### What to produce
Quote the items below word for word, omitting the pictures.

### Provided entries
* BEGIN *
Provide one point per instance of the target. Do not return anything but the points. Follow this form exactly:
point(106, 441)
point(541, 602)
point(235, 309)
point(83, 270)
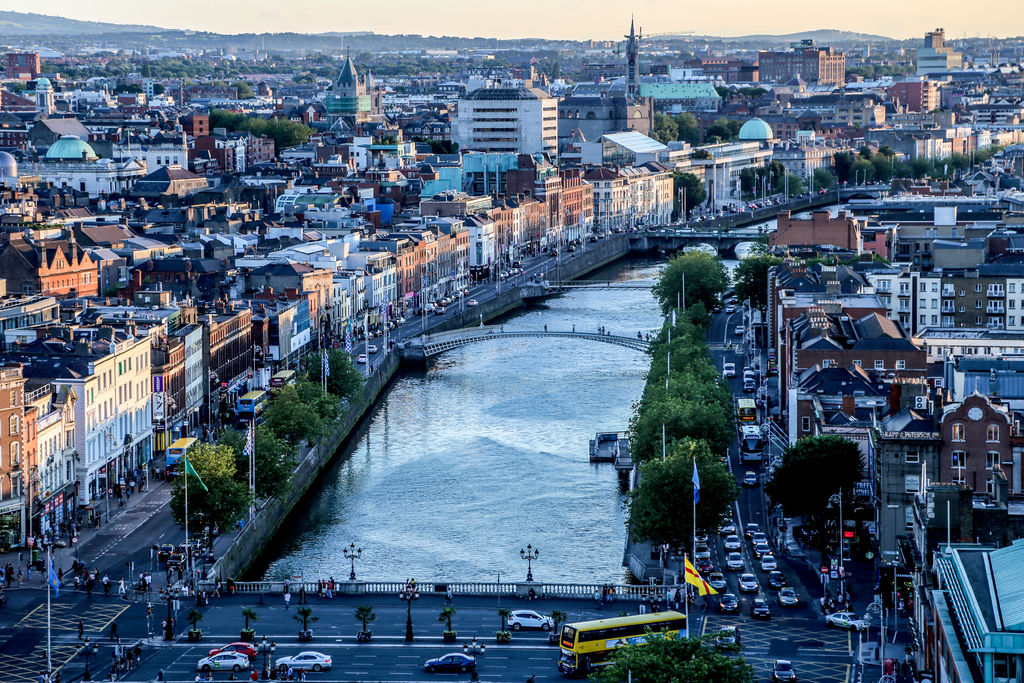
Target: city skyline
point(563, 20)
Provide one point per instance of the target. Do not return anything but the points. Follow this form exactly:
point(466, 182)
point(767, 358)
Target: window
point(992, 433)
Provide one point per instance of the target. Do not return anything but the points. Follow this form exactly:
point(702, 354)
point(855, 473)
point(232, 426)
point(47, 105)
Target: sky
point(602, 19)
* END *
### Correct answer
Provide one point per instance of the target. Do not return anything but the points. Follow this form exactly:
point(106, 441)
point(541, 602)
point(235, 309)
point(83, 270)
Target: city skyline
point(563, 20)
Provide one point per instance of the target. Do not return anything but the points. Follow this form exactly:
point(466, 182)
point(767, 358)
Target: window
point(992, 433)
Provide one point per instance of the target. Do not return anything but the points. Follow this form exactly:
point(702, 354)
point(855, 473)
point(232, 426)
point(47, 105)
Target: sky
point(602, 19)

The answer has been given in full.